*Objectif annoncé 1*.
Traduisez en anglais cette phrase de l'extrait à lire ci-dessous : « Oui oui, j'ai tout inclu vu que le meme fichier .c fonctionne sur fedora. »

*Extrait à lire*.
Quelqu'un saurait pourquoi ?
Merci d'avance.

Cordialement,


----------



## Zeusviper (19 Novembre 2010)

Question bête : t'as inclus la stdlib ?


----------



## job2221 (19 Novembre 2010)

Oui oui, j'ai tout inclu vu que le meme fichier .c fonctionne sur fedora.


----------



## Zeusviper (19 Novembre 2010)

tu as installé XCode ? il est à jour? 

est ce qu'un simple hello world fonctionne bien?

tu as bien les include présent dans /usr/include/ ?


----------



## job2221 (19 Novembre 2010)

Je n'utilise pas Xcode, je tape mon code sous emacs et compile avec la ligne de commande suivante : gcc -W -Wall -Wextra -Werror -std=c99 -pedantic -O2 -pipe -D_XOPEN_SOURCE=600 -g -ggdb

Pour le hello world oui, ca fonctionne parfaitement.

Et oui les include sont bien present dans usr/include/

Peut etre une erreur dans mes flag de compil?


----------



## Zeusviper (19 Novembre 2010)

*Liste de la tâche*.
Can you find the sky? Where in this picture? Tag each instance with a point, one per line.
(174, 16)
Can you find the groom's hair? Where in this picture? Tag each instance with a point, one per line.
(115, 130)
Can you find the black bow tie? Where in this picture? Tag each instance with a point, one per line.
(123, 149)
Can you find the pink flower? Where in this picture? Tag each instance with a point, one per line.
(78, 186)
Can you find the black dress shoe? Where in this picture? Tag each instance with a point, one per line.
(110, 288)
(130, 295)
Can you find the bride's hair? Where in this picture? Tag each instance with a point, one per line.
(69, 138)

*Objectif annoncé 2*.
Repérez dans la liste ci-dessus chaque ligne où figure le mot « find », puis recopiez ces lignes.

*Réponse 1*.
Yes, yes, I included everything, since the same .c file works on Fedora.

*Réponse 2*.
Can you find the sky? Where in this picture? Tag each instance with a point, one per line.
Can you find the groom's hair? Where in this picture? Tag each instance with a point, one per line.
Can you find the black bow tie? Where in this picture? Tag each instance with a point, one per line.
Can you find the pink flower? Where in this picture? Tag each instance with a point, one per line.
Can you find the black dress shoe? Where in this picture? Tag each instance with a point, one per line.
Can you find the bride's hair? Where in this picture? Tag each instance with a point, one per line.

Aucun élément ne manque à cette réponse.